Pointing records
■ ■ ■ ■

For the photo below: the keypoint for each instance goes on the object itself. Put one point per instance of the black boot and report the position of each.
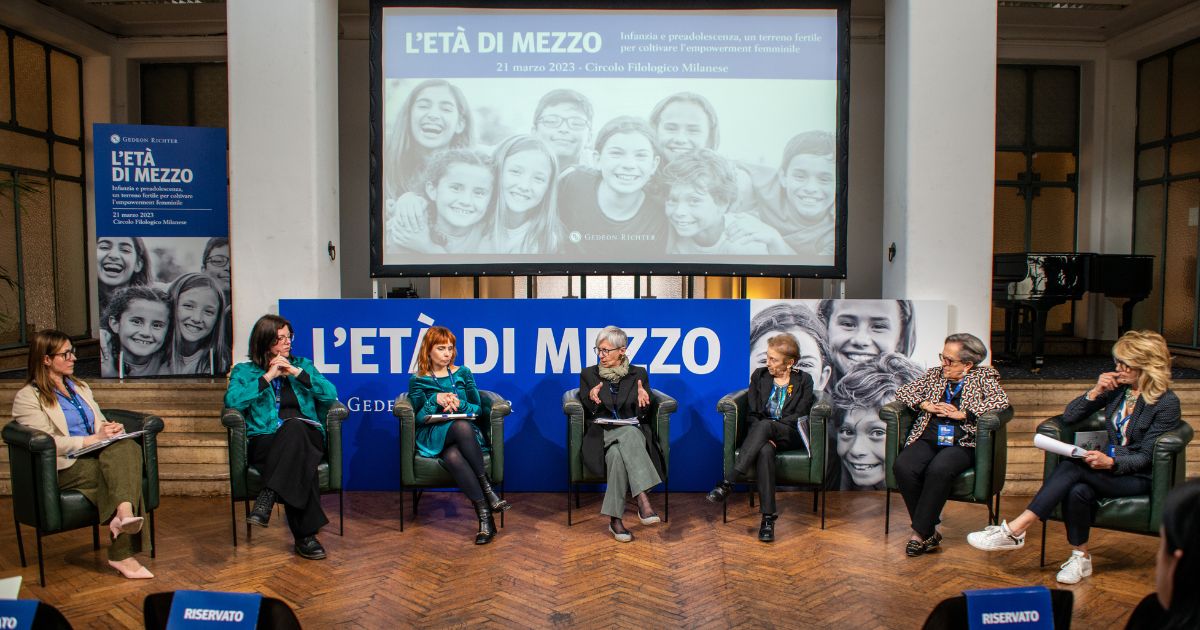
(720, 492)
(767, 529)
(495, 502)
(486, 525)
(262, 513)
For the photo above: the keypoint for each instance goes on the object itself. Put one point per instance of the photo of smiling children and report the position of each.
(138, 321)
(618, 207)
(526, 199)
(457, 186)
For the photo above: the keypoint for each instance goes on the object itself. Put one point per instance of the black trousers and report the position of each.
(925, 474)
(757, 451)
(288, 461)
(1079, 487)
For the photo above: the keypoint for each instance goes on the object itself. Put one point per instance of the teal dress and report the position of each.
(423, 393)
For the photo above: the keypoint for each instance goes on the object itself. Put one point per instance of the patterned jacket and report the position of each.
(981, 394)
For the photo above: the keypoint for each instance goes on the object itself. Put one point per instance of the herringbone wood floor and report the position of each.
(694, 571)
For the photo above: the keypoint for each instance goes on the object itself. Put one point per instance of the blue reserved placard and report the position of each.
(1024, 607)
(17, 613)
(201, 609)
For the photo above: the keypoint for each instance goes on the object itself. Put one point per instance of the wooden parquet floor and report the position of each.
(694, 571)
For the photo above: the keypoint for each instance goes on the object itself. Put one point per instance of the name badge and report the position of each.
(199, 609)
(945, 435)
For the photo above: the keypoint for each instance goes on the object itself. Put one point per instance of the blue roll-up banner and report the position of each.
(162, 250)
(532, 351)
(197, 610)
(1024, 607)
(17, 613)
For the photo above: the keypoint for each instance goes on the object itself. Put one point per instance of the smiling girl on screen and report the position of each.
(526, 199)
(459, 186)
(617, 209)
(703, 189)
(139, 322)
(196, 345)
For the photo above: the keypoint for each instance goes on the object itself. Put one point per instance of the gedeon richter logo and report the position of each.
(483, 349)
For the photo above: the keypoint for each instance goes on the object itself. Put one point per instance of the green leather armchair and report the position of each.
(661, 407)
(36, 498)
(245, 480)
(792, 468)
(1137, 515)
(979, 484)
(419, 473)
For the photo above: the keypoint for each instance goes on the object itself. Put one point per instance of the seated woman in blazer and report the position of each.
(54, 401)
(1138, 408)
(627, 455)
(778, 397)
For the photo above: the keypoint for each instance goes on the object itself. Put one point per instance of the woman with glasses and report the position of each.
(627, 454)
(55, 402)
(1138, 406)
(285, 401)
(941, 445)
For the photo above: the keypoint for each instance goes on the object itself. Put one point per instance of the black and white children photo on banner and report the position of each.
(165, 306)
(609, 169)
(858, 353)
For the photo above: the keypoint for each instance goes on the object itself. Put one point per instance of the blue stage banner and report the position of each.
(1024, 607)
(202, 609)
(529, 352)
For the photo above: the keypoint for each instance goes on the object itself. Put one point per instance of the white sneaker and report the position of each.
(1077, 568)
(994, 538)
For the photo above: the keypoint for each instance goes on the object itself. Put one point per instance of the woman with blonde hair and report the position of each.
(1138, 406)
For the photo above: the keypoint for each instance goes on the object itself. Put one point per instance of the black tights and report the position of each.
(462, 456)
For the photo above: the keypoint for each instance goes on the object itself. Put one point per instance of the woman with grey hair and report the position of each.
(625, 451)
(941, 445)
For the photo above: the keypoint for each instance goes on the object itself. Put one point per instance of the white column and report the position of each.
(939, 159)
(282, 155)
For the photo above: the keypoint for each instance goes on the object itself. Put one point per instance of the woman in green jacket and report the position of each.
(285, 400)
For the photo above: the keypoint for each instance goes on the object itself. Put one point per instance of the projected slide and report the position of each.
(585, 139)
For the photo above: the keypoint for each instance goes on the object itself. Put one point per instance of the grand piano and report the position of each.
(1031, 283)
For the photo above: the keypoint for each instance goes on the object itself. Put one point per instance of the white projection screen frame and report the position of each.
(699, 138)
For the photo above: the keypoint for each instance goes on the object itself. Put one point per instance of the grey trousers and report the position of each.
(629, 468)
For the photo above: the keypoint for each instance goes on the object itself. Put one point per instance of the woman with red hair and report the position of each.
(442, 388)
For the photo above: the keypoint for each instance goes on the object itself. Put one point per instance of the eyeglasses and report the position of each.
(947, 360)
(575, 123)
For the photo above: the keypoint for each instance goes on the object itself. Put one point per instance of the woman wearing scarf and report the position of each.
(625, 454)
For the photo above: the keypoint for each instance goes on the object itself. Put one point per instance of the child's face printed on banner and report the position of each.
(809, 185)
(525, 180)
(691, 211)
(569, 137)
(142, 328)
(117, 261)
(217, 265)
(436, 119)
(862, 438)
(810, 357)
(683, 127)
(462, 195)
(196, 313)
(627, 162)
(861, 330)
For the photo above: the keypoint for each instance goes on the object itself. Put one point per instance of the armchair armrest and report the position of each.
(732, 408)
(661, 407)
(153, 426)
(334, 418)
(403, 412)
(33, 461)
(239, 460)
(499, 409)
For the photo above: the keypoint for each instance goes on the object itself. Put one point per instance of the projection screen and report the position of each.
(598, 141)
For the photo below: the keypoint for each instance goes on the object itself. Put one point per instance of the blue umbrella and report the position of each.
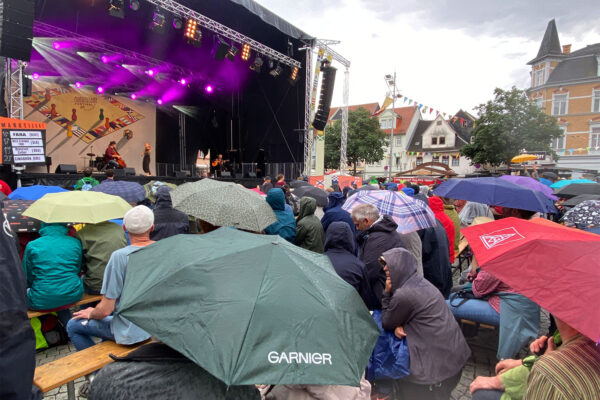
(496, 192)
(34, 192)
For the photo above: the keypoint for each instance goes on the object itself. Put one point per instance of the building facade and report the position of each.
(566, 85)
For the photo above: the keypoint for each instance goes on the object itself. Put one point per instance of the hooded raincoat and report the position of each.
(437, 206)
(52, 264)
(167, 221)
(286, 224)
(309, 232)
(437, 347)
(340, 247)
(334, 212)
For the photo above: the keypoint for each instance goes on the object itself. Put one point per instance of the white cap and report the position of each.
(138, 220)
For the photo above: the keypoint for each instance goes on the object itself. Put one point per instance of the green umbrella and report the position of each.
(223, 204)
(250, 309)
(78, 206)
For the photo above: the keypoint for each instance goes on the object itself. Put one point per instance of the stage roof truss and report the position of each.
(207, 23)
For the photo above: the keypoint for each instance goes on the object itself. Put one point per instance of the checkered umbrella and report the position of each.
(131, 192)
(411, 215)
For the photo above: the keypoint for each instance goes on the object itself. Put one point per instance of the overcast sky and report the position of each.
(447, 54)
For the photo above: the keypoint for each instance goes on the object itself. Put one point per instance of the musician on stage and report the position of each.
(112, 157)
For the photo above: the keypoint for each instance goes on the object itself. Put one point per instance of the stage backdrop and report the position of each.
(79, 122)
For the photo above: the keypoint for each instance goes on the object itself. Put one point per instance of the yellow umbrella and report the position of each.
(521, 158)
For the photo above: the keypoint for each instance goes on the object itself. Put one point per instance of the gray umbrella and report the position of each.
(223, 204)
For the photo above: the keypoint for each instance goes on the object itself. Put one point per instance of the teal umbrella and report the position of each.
(250, 309)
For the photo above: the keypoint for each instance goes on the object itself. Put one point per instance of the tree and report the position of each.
(365, 140)
(507, 125)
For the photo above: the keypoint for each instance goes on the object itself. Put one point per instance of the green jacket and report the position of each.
(52, 264)
(309, 231)
(451, 212)
(98, 241)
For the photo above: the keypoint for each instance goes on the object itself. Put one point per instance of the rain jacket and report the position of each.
(437, 206)
(52, 264)
(340, 247)
(438, 349)
(436, 262)
(451, 212)
(380, 237)
(167, 221)
(286, 224)
(333, 212)
(309, 232)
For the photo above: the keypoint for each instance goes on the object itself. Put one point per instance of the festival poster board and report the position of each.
(23, 142)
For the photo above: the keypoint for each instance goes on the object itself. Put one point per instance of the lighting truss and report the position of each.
(185, 12)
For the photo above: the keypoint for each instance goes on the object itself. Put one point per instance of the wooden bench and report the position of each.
(86, 299)
(65, 370)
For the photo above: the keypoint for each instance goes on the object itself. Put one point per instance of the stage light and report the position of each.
(245, 52)
(256, 64)
(231, 53)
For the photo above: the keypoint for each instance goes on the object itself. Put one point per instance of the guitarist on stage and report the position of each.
(112, 157)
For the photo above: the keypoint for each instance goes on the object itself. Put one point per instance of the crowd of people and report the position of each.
(408, 277)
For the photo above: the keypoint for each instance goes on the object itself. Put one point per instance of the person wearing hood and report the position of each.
(286, 224)
(437, 206)
(167, 221)
(52, 264)
(413, 308)
(309, 232)
(377, 234)
(333, 212)
(340, 247)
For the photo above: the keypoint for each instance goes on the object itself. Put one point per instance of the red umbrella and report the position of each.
(554, 266)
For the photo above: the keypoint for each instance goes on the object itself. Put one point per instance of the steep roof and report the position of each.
(550, 43)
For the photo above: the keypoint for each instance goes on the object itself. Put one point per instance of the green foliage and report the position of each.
(365, 140)
(507, 125)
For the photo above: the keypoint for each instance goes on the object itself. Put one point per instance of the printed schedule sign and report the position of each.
(23, 142)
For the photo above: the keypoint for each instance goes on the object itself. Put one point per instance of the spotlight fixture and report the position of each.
(256, 64)
(231, 53)
(245, 52)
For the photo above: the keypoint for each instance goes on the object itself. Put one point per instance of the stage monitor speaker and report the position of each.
(66, 169)
(16, 28)
(322, 114)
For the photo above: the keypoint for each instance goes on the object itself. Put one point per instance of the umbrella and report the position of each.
(13, 209)
(311, 191)
(78, 206)
(585, 214)
(566, 182)
(131, 192)
(34, 192)
(521, 158)
(572, 202)
(495, 192)
(554, 266)
(576, 189)
(410, 215)
(530, 183)
(250, 308)
(223, 204)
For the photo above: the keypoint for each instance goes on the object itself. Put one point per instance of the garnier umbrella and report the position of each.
(495, 192)
(223, 204)
(78, 206)
(250, 309)
(554, 266)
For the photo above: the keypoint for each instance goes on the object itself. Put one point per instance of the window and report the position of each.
(596, 101)
(559, 143)
(559, 104)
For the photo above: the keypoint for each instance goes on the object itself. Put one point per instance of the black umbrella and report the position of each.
(581, 198)
(311, 191)
(576, 189)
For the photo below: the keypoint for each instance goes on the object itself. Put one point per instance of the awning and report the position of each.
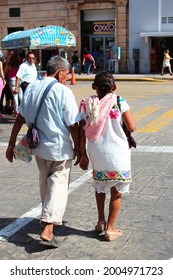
(156, 34)
(39, 38)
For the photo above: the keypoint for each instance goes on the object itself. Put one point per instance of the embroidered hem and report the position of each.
(107, 175)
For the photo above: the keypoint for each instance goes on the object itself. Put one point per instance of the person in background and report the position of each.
(95, 55)
(166, 62)
(27, 73)
(76, 62)
(57, 125)
(11, 69)
(108, 149)
(2, 79)
(88, 62)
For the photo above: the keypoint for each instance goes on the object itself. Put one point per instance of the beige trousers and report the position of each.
(54, 177)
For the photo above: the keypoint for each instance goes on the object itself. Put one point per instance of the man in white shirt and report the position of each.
(27, 73)
(57, 125)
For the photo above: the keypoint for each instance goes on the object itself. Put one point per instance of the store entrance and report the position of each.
(100, 47)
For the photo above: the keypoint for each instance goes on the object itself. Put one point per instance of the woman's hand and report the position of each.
(84, 162)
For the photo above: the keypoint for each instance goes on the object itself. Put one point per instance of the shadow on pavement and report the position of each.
(28, 236)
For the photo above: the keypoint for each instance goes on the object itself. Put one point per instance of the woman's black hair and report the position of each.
(104, 81)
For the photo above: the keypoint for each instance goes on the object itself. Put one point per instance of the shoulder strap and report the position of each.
(118, 102)
(43, 97)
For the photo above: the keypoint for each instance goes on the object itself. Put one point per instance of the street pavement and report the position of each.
(146, 216)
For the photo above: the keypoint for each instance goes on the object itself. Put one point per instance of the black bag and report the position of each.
(32, 137)
(32, 133)
(130, 139)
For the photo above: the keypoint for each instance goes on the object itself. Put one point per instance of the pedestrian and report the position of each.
(2, 79)
(58, 130)
(88, 62)
(166, 62)
(76, 62)
(11, 69)
(108, 148)
(27, 72)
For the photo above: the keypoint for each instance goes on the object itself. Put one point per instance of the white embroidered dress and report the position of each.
(110, 154)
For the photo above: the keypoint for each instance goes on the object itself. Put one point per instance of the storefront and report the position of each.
(98, 32)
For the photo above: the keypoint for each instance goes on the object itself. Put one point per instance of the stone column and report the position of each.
(122, 32)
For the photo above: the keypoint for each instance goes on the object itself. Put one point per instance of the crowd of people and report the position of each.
(64, 129)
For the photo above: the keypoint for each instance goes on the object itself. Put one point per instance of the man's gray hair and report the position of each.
(56, 63)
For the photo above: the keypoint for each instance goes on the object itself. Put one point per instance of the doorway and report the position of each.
(100, 47)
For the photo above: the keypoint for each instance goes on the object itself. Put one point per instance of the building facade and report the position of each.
(99, 26)
(150, 32)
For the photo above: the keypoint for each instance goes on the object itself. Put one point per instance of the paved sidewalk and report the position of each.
(146, 216)
(127, 77)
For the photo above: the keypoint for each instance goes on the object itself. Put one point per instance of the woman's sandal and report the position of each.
(100, 227)
(112, 235)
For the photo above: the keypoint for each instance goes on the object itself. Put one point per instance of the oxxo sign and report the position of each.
(103, 27)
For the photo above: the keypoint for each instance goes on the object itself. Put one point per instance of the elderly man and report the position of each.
(56, 122)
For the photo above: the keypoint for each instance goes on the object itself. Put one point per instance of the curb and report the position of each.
(128, 79)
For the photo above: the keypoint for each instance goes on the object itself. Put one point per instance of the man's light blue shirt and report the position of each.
(59, 110)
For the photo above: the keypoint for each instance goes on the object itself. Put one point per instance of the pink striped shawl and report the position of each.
(94, 129)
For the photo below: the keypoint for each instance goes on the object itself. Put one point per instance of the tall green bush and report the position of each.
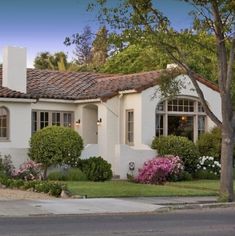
(55, 145)
(96, 169)
(209, 144)
(178, 146)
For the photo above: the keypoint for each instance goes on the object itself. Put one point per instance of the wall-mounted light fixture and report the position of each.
(78, 122)
(99, 121)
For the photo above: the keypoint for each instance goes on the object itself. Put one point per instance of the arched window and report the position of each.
(4, 123)
(180, 116)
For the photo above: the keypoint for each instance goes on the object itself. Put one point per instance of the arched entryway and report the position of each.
(181, 116)
(89, 124)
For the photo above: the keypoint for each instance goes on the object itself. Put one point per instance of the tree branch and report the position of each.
(193, 76)
(230, 65)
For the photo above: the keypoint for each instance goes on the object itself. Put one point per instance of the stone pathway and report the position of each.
(15, 194)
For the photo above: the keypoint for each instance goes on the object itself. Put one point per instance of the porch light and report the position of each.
(99, 121)
(78, 122)
(184, 118)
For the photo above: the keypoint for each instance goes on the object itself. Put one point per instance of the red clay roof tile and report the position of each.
(83, 85)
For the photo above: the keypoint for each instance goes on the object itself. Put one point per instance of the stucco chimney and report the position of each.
(172, 66)
(14, 68)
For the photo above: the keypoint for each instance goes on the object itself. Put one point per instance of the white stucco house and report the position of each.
(116, 115)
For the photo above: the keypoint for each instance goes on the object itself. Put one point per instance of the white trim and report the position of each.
(18, 100)
(88, 100)
(55, 100)
(127, 91)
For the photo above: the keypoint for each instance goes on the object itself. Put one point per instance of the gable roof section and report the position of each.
(83, 85)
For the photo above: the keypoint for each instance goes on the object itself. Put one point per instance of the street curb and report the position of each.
(196, 206)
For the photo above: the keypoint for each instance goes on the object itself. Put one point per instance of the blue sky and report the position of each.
(42, 25)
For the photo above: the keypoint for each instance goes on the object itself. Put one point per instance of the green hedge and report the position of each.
(96, 169)
(55, 145)
(73, 174)
(178, 146)
(52, 188)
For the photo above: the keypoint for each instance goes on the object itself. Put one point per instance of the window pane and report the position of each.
(34, 121)
(3, 122)
(56, 118)
(44, 121)
(159, 125)
(67, 119)
(130, 127)
(201, 125)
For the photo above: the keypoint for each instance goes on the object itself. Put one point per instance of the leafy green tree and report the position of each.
(55, 145)
(83, 45)
(141, 20)
(100, 47)
(134, 58)
(56, 61)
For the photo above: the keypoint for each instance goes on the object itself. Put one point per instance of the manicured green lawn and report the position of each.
(120, 188)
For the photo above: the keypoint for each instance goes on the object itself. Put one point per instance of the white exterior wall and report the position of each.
(19, 131)
(149, 105)
(14, 68)
(132, 102)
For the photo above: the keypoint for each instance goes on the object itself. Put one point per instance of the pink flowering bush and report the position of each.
(160, 169)
(29, 170)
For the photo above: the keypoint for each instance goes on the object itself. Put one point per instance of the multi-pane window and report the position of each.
(67, 119)
(183, 105)
(41, 119)
(56, 118)
(159, 125)
(180, 116)
(201, 125)
(4, 123)
(44, 119)
(130, 127)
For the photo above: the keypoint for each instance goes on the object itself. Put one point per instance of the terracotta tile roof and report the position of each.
(82, 85)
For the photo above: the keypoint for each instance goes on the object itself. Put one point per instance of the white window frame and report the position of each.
(165, 113)
(130, 142)
(6, 138)
(50, 112)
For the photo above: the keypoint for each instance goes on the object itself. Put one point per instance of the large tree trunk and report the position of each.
(226, 179)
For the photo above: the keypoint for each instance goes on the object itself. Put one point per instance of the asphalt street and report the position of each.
(203, 222)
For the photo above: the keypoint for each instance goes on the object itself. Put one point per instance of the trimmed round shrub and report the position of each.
(56, 175)
(208, 168)
(178, 146)
(209, 144)
(160, 169)
(55, 145)
(96, 169)
(75, 174)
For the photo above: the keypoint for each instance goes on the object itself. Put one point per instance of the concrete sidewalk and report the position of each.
(99, 205)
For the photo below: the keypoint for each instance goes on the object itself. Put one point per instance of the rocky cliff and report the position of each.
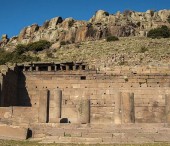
(101, 25)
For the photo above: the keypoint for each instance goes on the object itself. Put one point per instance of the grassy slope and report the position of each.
(127, 51)
(28, 143)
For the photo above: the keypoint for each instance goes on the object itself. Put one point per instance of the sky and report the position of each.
(17, 14)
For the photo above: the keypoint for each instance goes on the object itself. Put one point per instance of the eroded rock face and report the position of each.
(101, 25)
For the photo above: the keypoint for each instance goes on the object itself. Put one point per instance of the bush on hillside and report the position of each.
(112, 38)
(15, 57)
(168, 19)
(39, 45)
(162, 32)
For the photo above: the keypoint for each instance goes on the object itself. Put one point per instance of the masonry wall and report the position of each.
(149, 89)
(9, 83)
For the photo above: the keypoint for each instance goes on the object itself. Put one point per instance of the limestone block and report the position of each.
(167, 102)
(43, 106)
(128, 108)
(12, 132)
(55, 105)
(117, 112)
(84, 111)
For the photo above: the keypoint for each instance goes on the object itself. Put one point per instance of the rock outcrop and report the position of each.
(101, 25)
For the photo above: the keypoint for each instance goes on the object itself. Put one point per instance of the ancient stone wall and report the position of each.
(141, 100)
(73, 94)
(9, 83)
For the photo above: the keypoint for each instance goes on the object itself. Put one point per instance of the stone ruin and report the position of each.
(72, 103)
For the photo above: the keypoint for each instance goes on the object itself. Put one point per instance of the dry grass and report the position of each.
(29, 143)
(127, 51)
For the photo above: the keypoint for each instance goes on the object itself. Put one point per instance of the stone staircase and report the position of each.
(129, 133)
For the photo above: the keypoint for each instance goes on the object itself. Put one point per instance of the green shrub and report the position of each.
(64, 42)
(143, 50)
(15, 57)
(168, 19)
(39, 45)
(162, 32)
(49, 54)
(112, 38)
(20, 49)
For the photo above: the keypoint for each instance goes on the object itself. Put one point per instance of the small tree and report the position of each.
(112, 38)
(168, 19)
(162, 32)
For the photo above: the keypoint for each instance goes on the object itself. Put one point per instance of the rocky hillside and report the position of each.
(128, 51)
(101, 25)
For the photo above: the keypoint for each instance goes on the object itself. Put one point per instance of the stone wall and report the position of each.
(141, 100)
(74, 94)
(9, 83)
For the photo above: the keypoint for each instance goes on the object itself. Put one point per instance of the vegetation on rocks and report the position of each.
(112, 38)
(162, 32)
(35, 143)
(20, 54)
(168, 19)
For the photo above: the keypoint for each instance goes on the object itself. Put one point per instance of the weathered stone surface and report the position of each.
(101, 25)
(13, 132)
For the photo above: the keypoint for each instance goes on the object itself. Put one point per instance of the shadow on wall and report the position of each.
(23, 96)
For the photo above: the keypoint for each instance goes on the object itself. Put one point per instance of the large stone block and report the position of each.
(13, 133)
(84, 111)
(55, 105)
(43, 112)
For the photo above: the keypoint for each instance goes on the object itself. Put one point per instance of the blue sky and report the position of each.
(16, 14)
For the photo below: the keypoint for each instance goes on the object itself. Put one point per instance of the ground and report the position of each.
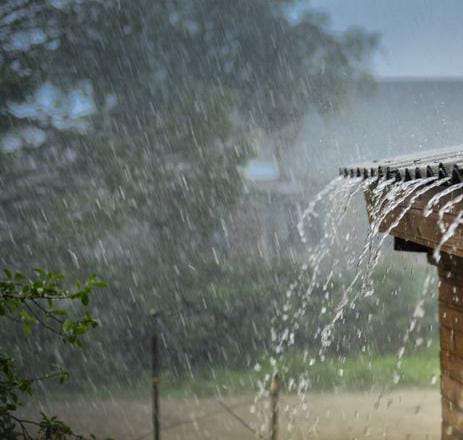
(405, 414)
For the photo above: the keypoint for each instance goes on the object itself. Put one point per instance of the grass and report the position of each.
(420, 369)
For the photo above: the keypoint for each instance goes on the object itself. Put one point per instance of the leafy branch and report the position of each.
(40, 301)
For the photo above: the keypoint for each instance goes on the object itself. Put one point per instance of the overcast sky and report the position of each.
(420, 38)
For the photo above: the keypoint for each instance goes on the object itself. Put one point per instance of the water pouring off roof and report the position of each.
(443, 163)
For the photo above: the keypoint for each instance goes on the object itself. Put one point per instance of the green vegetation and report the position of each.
(32, 303)
(419, 369)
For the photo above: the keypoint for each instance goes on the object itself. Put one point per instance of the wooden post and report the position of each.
(155, 386)
(274, 396)
(451, 338)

■ ■ ■ ■

> _TASK STATEMENT_:
Copy out exactly the lines from the line with "off roof and report the position of each." to the end of the listing, including both of those lines, and give nothing else.

> _OUTPUT FOR THIS EXERCISE_:
For the photo above: the keypoint for each instance goes on the object itself. Put one point per instance of the water pouring off roof and report the position of each.
(443, 163)
For the photo above: the keypoint for each instance goes on the object itself. Put one point per instance of the green vegetation and report the position of each.
(32, 303)
(419, 369)
For the photo above: the keypoint for each instance goes on the object itself. Put one point per instance of the wooden post and report the position of each.
(155, 386)
(274, 396)
(451, 338)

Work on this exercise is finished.